• **WHAT TO PRODUCE**
Please update the lines below by replacing "Note for the class" with "Reminder for the group" wherever it occurs, keeping everything else unchanged.
◆ ◆ ◆ ◆ ◆ ◆ ◆
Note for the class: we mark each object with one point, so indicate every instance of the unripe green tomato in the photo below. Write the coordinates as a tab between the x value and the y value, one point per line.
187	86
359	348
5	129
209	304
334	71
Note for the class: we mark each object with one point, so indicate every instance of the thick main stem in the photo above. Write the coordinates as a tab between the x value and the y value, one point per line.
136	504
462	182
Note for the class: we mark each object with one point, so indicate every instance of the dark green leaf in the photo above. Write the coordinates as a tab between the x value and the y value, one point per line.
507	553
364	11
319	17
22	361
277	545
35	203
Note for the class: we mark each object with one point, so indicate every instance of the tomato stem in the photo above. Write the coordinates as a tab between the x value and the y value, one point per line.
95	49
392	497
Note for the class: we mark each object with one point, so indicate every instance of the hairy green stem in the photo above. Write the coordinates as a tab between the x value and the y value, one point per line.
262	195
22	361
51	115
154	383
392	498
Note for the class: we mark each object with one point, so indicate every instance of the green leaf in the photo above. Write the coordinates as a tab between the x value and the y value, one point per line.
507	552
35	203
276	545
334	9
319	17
◆ ◆ ◆ ◆ ◆ ◆ ◆
• **FULL SOLUTION**
Reminder for the group: we mark each object with one point, so indicate every instance of the unripe green tomato in the photo below. Write the coordinates as a tab between the x value and the y value, one point per line.
187	86
359	348
5	129
209	304
334	71
Reminder for the group: we mark each object with one point, so indicate every instance of the thick main stem in the photo above. Write the coordinates as a tab between the x value and the y value, one point per line.
136	504
462	182
Reminder for the group: we mark each object with one point, so indicate every instance of the dark green leaf in the photo above. Write the coordinates as a tab between the x value and the y value, one point per line.
507	553
364	11
319	17
22	361
277	545
35	203
Reminder for the group: we mark each object with one point, so indicate every instance of the tomato stem in the photo above. Write the coordinates as a tab between the x value and the y value, one point per line.
95	49
392	497
Reminder for the group: we mark each object with one point, so indicate every instance of the hairy green stem in the photo above. Write the coordinates as a tab between the x value and the y value, one point per line.
262	195
22	361
51	115
154	383
392	498
Reminder for the group: we mark each object with one point, so indicate every instance of the green leaf in the photo above. Write the coordinates as a tab between the x value and the y value, one point per line.
507	552
35	203
276	545
334	9
319	17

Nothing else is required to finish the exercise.